STATED EXERCISE:
Copy word for word the stretch of rows below, from the line containing "the green leafy" through the end of the rows. Leave out the pictures.

PROVIDED MATERIAL:
+++++
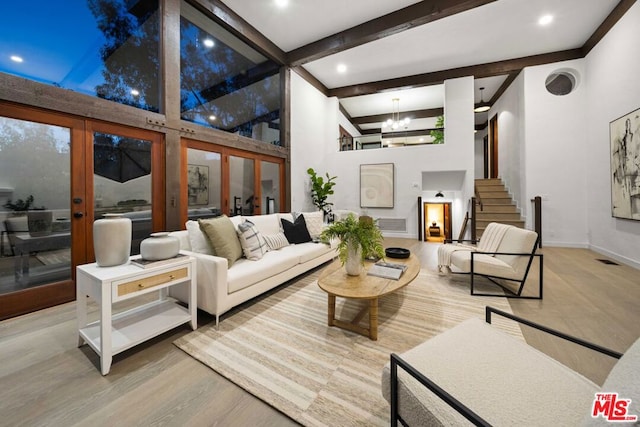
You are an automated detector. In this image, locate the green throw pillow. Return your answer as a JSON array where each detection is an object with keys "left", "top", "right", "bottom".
[{"left": 198, "top": 215, "right": 242, "bottom": 267}]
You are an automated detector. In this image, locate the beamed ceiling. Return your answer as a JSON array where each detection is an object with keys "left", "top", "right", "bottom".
[{"left": 190, "top": 0, "right": 635, "bottom": 133}]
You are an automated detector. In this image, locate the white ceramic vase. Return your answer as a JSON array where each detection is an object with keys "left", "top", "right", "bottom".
[
  {"left": 93, "top": 214, "right": 131, "bottom": 267},
  {"left": 344, "top": 244, "right": 362, "bottom": 276},
  {"left": 140, "top": 231, "right": 180, "bottom": 261}
]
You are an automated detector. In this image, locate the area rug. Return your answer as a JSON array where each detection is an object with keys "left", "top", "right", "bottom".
[{"left": 175, "top": 270, "right": 522, "bottom": 426}]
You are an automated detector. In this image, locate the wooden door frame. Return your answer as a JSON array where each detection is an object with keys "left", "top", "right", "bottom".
[
  {"left": 0, "top": 102, "right": 86, "bottom": 320},
  {"left": 180, "top": 137, "right": 286, "bottom": 224},
  {"left": 489, "top": 114, "right": 499, "bottom": 178}
]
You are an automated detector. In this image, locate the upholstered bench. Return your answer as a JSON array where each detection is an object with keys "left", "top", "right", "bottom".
[{"left": 382, "top": 307, "right": 640, "bottom": 426}]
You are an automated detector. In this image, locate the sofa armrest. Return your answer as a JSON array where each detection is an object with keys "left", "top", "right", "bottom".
[{"left": 180, "top": 250, "right": 228, "bottom": 314}]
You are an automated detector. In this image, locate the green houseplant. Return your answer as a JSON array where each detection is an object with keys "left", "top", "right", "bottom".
[
  {"left": 321, "top": 214, "right": 384, "bottom": 276},
  {"left": 307, "top": 168, "right": 337, "bottom": 214}
]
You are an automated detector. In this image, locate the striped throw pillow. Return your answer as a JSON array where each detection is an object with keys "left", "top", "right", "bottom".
[
  {"left": 238, "top": 220, "right": 269, "bottom": 261},
  {"left": 262, "top": 233, "right": 289, "bottom": 251}
]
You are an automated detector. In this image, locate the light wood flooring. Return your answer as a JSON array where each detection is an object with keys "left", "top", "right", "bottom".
[{"left": 0, "top": 239, "right": 640, "bottom": 427}]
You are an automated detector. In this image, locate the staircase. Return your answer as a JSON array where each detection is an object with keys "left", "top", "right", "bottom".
[{"left": 475, "top": 179, "right": 524, "bottom": 238}]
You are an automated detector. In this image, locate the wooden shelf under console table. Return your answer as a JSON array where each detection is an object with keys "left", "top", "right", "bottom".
[{"left": 76, "top": 256, "right": 197, "bottom": 375}]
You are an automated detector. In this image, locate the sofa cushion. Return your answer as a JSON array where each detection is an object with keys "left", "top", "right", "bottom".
[
  {"left": 302, "top": 211, "right": 324, "bottom": 240},
  {"left": 244, "top": 214, "right": 280, "bottom": 235},
  {"left": 183, "top": 220, "right": 215, "bottom": 255},
  {"left": 227, "top": 251, "right": 298, "bottom": 294},
  {"left": 280, "top": 215, "right": 311, "bottom": 244},
  {"left": 282, "top": 242, "right": 337, "bottom": 264},
  {"left": 198, "top": 215, "right": 242, "bottom": 267},
  {"left": 262, "top": 232, "right": 289, "bottom": 251},
  {"left": 382, "top": 319, "right": 599, "bottom": 426},
  {"left": 238, "top": 220, "right": 269, "bottom": 261}
]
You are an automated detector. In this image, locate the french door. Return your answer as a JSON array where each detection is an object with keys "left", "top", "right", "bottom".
[
  {"left": 0, "top": 103, "right": 164, "bottom": 319},
  {"left": 181, "top": 138, "right": 285, "bottom": 224}
]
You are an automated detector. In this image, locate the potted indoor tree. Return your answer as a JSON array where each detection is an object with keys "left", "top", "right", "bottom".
[
  {"left": 307, "top": 168, "right": 337, "bottom": 216},
  {"left": 320, "top": 214, "right": 384, "bottom": 276}
]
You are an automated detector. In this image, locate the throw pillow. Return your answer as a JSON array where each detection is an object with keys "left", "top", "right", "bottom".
[
  {"left": 238, "top": 220, "right": 269, "bottom": 261},
  {"left": 198, "top": 215, "right": 242, "bottom": 267},
  {"left": 186, "top": 220, "right": 216, "bottom": 255},
  {"left": 262, "top": 233, "right": 289, "bottom": 251},
  {"left": 302, "top": 211, "right": 324, "bottom": 240},
  {"left": 280, "top": 215, "right": 311, "bottom": 244}
]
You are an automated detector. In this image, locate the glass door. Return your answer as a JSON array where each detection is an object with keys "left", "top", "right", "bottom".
[
  {"left": 260, "top": 160, "right": 282, "bottom": 214},
  {"left": 0, "top": 104, "right": 84, "bottom": 319},
  {"left": 86, "top": 123, "right": 165, "bottom": 259},
  {"left": 229, "top": 156, "right": 255, "bottom": 216}
]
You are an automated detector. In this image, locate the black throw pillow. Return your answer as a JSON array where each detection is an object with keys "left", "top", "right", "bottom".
[{"left": 280, "top": 215, "right": 311, "bottom": 243}]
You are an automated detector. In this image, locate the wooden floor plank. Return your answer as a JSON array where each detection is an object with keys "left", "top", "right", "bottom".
[{"left": 0, "top": 239, "right": 640, "bottom": 427}]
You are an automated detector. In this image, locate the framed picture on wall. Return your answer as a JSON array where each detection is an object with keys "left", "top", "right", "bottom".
[
  {"left": 360, "top": 163, "right": 394, "bottom": 208},
  {"left": 609, "top": 108, "right": 640, "bottom": 220},
  {"left": 187, "top": 165, "right": 209, "bottom": 206}
]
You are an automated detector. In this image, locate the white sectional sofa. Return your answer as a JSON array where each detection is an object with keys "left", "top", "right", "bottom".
[{"left": 171, "top": 213, "right": 336, "bottom": 325}]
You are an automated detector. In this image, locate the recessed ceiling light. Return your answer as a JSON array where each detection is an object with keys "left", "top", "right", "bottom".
[{"left": 538, "top": 15, "right": 553, "bottom": 25}]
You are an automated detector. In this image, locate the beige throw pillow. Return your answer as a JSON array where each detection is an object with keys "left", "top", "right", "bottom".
[{"left": 198, "top": 215, "right": 242, "bottom": 267}]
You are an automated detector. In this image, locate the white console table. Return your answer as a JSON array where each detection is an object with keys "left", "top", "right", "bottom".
[{"left": 76, "top": 256, "right": 197, "bottom": 375}]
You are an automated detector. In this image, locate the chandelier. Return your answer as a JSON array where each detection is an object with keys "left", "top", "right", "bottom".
[{"left": 382, "top": 98, "right": 410, "bottom": 131}]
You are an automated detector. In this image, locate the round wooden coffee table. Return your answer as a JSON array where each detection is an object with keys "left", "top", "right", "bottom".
[{"left": 318, "top": 255, "right": 420, "bottom": 340}]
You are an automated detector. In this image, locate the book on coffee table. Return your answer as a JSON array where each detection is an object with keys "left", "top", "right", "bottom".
[{"left": 367, "top": 261, "right": 407, "bottom": 280}]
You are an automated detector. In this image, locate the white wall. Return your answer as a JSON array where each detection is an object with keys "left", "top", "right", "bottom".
[
  {"left": 520, "top": 59, "right": 589, "bottom": 247},
  {"left": 585, "top": 3, "right": 640, "bottom": 268},
  {"left": 489, "top": 4, "right": 640, "bottom": 268},
  {"left": 291, "top": 71, "right": 340, "bottom": 212},
  {"left": 291, "top": 73, "right": 474, "bottom": 238}
]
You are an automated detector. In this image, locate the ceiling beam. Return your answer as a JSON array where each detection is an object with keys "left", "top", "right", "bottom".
[
  {"left": 329, "top": 49, "right": 583, "bottom": 98},
  {"left": 338, "top": 101, "right": 362, "bottom": 133},
  {"left": 287, "top": 0, "right": 495, "bottom": 66},
  {"left": 582, "top": 0, "right": 636, "bottom": 56},
  {"left": 291, "top": 67, "right": 329, "bottom": 98},
  {"left": 489, "top": 70, "right": 522, "bottom": 105},
  {"left": 351, "top": 108, "right": 444, "bottom": 125},
  {"left": 189, "top": 0, "right": 287, "bottom": 65}
]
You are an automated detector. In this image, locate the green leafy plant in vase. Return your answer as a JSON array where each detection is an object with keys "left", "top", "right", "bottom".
[
  {"left": 320, "top": 214, "right": 384, "bottom": 276},
  {"left": 307, "top": 168, "right": 337, "bottom": 215}
]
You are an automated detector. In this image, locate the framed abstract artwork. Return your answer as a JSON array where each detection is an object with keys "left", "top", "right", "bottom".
[
  {"left": 360, "top": 163, "right": 394, "bottom": 208},
  {"left": 609, "top": 108, "right": 640, "bottom": 220}
]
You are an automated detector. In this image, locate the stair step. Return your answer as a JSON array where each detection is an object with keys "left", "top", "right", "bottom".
[
  {"left": 476, "top": 203, "right": 520, "bottom": 214},
  {"left": 476, "top": 219, "right": 524, "bottom": 233},
  {"left": 476, "top": 211, "right": 521, "bottom": 223}
]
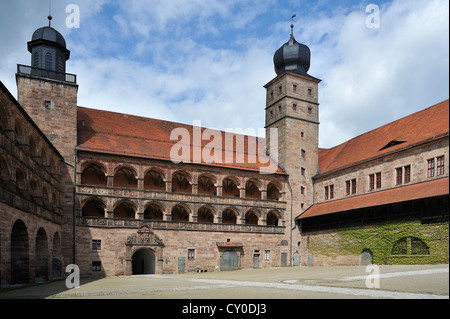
+++++
SOLVED EXERCISE:
You are an automated detector. In this image, locate the green leafy plant in vase. Return your answer as a JSON array where each detection is an object with keys "left", "top", "right", "bottom".
[
  {"left": 320, "top": 214, "right": 384, "bottom": 276},
  {"left": 307, "top": 168, "right": 337, "bottom": 215}
]
You are an automated detector. In this image, locate the framed abstract artwork. Return your answer as a JSON array where each detection is an object with keys "left", "top", "right", "bottom".
[
  {"left": 360, "top": 163, "right": 394, "bottom": 208},
  {"left": 609, "top": 108, "right": 640, "bottom": 220}
]
You are an automated detector. In this image, locate the stair step. Return your answer as a JSON array where each detection is an object with keys "left", "top", "right", "bottom".
[
  {"left": 476, "top": 203, "right": 520, "bottom": 214},
  {"left": 476, "top": 219, "right": 524, "bottom": 233},
  {"left": 476, "top": 211, "right": 521, "bottom": 223}
]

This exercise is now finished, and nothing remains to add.